─── ARTICLE ───
1. Prior Art Review—Bitumen EOR

2.1 SAGD

In the early days of steam EOR, the focus was on heavy oil (not bitumen) and two process types, using vertical well geometry—steam floods (SF), where a steam injector would heat and drive oil to a producer well (California heavy oil EOR used this process) and cyclic steam simulation (CCS); where, using a single vertical well, steam was injected, often at pressures that fractured the reservoir. This was followed by a soak period to allow oil time to be heated by conduction and then a production cycle (Cold Lake, Alberta oil is recovered using this process).

But, compared to these processes and heavy oil, bitumen causes some difficulties. At reservoir conditions, bitumen viscosity is large (>100,000 cp.), bitumen will not flow and gas/steam injectivity is very poor or near zero. Vertical well geometry will not easily work for bitumen EOR. We need a new geometry with short paths for bitumen recovery and a method to start-up the process so we can inject steam to heat bitumen.
─── DATASET EXTRACT ───
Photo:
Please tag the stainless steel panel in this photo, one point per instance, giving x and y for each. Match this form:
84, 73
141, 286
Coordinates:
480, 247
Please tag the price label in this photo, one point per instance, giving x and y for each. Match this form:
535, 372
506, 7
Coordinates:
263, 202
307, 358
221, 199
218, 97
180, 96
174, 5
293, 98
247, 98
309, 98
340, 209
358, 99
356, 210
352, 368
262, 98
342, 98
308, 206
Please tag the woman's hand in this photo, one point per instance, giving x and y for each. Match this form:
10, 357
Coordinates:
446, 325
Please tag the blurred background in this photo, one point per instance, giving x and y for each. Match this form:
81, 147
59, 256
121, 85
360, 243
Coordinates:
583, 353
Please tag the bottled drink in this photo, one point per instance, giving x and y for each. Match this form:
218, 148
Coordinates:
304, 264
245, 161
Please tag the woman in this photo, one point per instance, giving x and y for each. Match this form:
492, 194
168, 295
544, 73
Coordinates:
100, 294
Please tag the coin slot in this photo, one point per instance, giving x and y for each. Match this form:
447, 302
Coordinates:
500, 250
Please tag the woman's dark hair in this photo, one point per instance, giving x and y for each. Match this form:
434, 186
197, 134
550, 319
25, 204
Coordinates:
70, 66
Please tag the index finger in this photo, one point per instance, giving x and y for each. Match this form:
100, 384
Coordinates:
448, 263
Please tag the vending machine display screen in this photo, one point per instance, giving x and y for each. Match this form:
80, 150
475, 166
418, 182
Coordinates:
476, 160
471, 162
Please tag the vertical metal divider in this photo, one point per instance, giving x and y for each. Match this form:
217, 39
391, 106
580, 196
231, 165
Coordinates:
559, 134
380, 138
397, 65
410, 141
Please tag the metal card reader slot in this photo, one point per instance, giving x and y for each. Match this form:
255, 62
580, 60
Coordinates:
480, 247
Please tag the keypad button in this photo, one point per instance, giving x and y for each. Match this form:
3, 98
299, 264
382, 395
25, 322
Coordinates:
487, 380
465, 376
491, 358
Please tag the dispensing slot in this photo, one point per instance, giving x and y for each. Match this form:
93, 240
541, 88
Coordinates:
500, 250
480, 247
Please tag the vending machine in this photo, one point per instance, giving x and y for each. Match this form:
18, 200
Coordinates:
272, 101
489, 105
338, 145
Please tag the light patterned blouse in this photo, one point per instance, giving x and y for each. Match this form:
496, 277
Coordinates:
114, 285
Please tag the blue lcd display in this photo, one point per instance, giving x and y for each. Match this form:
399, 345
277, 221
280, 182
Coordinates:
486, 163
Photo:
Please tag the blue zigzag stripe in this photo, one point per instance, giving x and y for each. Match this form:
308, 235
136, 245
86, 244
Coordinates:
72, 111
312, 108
───
WHAT IS REQUIRED:
List the conditions the review says bitumen shows at reservoir conditions. The entries aren't needed for this.

CORRECT RESULT:
- Bitumen viscosity is large (>100,000 cp.).
- Bitumen will not flow.
- Gas/steam injectivity is very poor or near zero.